** Start Supplied data **
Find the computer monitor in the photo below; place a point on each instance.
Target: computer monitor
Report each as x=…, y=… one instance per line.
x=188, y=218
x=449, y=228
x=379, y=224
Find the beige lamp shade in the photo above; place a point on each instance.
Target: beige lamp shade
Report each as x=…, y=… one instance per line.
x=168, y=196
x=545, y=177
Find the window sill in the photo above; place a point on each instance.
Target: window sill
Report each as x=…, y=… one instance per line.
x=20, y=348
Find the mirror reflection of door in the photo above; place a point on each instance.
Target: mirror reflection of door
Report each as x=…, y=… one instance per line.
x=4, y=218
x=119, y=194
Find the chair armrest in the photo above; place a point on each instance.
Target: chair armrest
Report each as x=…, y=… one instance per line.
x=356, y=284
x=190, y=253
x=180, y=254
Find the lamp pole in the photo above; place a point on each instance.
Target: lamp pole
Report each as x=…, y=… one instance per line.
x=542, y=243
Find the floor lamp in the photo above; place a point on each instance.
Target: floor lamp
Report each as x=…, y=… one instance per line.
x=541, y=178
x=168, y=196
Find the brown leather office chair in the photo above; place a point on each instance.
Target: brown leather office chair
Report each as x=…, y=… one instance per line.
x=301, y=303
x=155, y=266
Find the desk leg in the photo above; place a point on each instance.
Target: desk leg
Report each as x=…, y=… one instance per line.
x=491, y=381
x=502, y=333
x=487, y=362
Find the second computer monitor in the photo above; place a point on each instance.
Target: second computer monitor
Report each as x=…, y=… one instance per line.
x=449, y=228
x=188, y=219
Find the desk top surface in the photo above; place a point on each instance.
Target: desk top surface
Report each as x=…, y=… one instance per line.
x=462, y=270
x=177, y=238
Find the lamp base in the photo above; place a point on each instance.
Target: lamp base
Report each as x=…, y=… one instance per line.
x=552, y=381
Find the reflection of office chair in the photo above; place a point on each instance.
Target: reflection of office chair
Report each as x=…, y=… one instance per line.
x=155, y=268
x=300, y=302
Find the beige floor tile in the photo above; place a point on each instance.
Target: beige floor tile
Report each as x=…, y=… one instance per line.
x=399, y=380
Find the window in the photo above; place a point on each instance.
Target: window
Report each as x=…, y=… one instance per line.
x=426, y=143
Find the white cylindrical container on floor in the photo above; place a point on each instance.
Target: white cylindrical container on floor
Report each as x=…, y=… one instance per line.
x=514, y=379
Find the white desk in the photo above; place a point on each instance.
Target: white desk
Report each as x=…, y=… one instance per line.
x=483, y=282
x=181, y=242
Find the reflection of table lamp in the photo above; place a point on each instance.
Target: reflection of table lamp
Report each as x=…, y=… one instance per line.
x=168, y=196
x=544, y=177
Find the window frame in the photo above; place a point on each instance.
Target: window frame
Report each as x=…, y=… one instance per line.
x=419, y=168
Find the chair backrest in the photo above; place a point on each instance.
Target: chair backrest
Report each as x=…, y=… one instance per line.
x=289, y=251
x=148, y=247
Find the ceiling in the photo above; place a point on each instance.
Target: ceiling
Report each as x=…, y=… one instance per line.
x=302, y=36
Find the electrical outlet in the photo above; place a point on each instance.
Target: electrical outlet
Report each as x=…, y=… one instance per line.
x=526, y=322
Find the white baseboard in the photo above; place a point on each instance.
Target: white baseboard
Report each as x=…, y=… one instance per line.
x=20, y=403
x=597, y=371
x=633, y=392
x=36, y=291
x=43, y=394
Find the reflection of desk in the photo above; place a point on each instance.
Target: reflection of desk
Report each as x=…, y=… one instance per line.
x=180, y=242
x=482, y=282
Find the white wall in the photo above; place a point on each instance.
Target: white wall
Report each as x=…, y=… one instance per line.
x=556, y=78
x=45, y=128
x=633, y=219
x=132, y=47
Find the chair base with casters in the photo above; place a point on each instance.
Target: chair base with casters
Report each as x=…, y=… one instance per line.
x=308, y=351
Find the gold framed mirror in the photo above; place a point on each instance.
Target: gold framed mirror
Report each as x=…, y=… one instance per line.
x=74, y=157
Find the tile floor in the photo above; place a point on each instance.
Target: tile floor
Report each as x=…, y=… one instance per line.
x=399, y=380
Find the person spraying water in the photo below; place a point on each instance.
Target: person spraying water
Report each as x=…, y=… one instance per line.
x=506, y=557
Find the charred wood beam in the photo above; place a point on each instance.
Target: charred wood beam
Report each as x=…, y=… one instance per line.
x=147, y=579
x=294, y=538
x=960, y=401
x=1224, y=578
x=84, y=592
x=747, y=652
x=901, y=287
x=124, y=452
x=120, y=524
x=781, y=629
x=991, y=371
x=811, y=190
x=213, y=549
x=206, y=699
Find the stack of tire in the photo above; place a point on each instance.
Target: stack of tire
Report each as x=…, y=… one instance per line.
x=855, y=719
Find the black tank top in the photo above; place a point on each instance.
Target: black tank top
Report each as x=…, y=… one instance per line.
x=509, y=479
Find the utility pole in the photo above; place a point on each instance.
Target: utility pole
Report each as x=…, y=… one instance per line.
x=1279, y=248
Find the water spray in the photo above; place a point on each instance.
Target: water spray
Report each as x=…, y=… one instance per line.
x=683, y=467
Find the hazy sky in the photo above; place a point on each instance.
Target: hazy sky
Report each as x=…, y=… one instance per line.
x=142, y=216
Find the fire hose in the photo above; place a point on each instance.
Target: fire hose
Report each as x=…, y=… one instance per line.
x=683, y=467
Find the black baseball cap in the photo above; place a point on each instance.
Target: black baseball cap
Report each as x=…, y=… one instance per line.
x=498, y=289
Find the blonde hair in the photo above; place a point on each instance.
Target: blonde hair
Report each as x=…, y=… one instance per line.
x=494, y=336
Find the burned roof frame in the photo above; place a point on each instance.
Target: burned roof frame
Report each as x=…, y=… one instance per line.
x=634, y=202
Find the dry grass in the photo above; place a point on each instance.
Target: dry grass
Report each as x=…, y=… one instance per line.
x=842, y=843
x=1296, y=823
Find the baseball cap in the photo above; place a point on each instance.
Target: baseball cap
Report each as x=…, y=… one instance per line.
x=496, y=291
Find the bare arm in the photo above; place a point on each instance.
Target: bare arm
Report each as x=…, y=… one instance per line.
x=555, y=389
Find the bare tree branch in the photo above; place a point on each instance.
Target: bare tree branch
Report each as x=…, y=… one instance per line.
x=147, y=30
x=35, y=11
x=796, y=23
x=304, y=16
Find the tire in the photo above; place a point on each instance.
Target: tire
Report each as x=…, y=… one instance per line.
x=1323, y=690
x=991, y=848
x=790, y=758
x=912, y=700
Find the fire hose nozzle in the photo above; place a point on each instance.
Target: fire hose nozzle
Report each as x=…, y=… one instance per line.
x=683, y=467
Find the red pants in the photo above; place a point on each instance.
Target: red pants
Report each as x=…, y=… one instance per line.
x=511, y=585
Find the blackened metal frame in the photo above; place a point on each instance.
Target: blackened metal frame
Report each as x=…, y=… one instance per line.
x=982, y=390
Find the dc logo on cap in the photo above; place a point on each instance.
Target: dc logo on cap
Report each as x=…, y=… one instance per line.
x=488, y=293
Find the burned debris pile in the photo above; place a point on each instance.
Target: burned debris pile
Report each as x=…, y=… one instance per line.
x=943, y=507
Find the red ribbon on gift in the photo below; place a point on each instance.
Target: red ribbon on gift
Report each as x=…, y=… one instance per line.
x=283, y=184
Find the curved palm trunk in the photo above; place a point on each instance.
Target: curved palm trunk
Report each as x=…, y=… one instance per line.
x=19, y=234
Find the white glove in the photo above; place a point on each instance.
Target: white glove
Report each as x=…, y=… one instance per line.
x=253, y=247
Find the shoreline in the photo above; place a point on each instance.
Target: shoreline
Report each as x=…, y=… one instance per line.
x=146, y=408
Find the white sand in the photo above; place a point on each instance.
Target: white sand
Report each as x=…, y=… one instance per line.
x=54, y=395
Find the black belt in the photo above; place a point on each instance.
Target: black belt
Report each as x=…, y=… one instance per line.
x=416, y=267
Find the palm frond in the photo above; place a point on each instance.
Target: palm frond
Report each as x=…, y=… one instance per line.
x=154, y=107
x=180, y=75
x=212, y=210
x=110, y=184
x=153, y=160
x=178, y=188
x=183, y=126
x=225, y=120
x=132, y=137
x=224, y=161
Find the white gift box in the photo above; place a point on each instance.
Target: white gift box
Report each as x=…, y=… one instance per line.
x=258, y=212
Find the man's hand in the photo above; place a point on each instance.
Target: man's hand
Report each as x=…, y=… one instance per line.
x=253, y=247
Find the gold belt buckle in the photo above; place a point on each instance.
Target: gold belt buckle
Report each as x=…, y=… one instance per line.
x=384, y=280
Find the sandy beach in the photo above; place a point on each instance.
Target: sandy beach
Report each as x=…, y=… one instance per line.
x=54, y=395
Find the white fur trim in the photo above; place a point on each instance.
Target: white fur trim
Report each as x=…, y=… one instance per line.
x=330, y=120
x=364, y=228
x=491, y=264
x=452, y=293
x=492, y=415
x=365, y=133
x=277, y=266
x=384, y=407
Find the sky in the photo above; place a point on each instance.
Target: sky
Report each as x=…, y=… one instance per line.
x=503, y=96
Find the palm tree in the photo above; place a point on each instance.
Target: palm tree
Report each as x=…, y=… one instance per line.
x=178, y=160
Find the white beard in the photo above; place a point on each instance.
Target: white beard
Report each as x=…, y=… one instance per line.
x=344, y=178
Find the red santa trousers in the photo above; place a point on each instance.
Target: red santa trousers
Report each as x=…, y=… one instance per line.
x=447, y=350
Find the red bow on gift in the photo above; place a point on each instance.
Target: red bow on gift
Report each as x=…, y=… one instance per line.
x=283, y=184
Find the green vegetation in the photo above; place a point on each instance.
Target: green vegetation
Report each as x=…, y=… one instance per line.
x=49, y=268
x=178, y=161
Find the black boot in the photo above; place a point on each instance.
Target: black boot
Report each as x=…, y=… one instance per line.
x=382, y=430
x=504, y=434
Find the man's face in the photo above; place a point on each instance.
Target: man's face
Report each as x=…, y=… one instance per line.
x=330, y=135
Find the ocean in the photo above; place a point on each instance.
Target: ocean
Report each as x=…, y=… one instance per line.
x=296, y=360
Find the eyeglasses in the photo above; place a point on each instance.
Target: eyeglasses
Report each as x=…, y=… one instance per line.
** End Supplied data **
*Aim of the task:* Scale the coordinates in the answers by 2.6, rounding to whole numbers with halves going up. Give back only the lines of the records between the line containing "Find the reflection of desk" and the line containing "x=142, y=216", inclusive, with every request line kept unchanged.

*Exercise response:*
Find the reflection of desk in the photo above; place a point on each instance.
Target: reflection of desk
Report each as x=…, y=… one instance per line.
x=468, y=629
x=1253, y=733
Find the white wall in the photo above; place a point on each instance.
Target: white wall
Report each as x=…, y=… one instance per line.
x=1446, y=203
x=117, y=333
x=1646, y=569
x=343, y=122
Find the chair base with casters in the photo above; place a point on each instance.
Target: chair base with casters
Report each as x=…, y=… one instance per line.
x=801, y=913
Find the gold framed mirror in the photo above; place a point on each instance.
Target: gold framed mirror
Report each as x=…, y=… one instance per line.
x=192, y=408
Find the tile floor in the photo above; place a point on each instance.
Target: tile floor
Report each as x=…, y=… one instance per line.
x=1037, y=988
Find the person spraying water in the photo below; place a point on each instance.
Target: person spraying water
Report each as x=…, y=… one instance per line.
x=1316, y=1448
Find the charred wood beam in the photo above; place a point on each instance.
Target: charred wood beam
Report each as x=…, y=… one instance per line.
x=382, y=1505
x=764, y=1399
x=2496, y=1043
x=3182, y=1503
x=218, y=1539
x=1942, y=1695
x=2343, y=746
x=322, y=1175
x=312, y=1362
x=2031, y=1635
x=2577, y=965
x=2109, y=494
x=554, y=1427
x=536, y=1817
Find the stack of tire in the photo above; place a point on each instance.
Target: stack of tire
Report each as x=…, y=… one instance per line.
x=2223, y=1869
Find the black tank top in the photo above; place a point on each instance.
Target: black tank top
Report each as x=…, y=… one instance per line.
x=1323, y=1245
Find the utility pole in the photo above; place a point on each instance.
Target: utility pole
Report each as x=…, y=… one instance per line.
x=3325, y=645
Find the water spray in the photo above; place a point on each instance.
Target: water spray
Report each as x=…, y=… one instance per line.
x=1776, y=1214
Find the hazy sky in the photo above; place a point on each instance.
Target: hazy sky
Report each as x=…, y=… one instance per line.
x=369, y=562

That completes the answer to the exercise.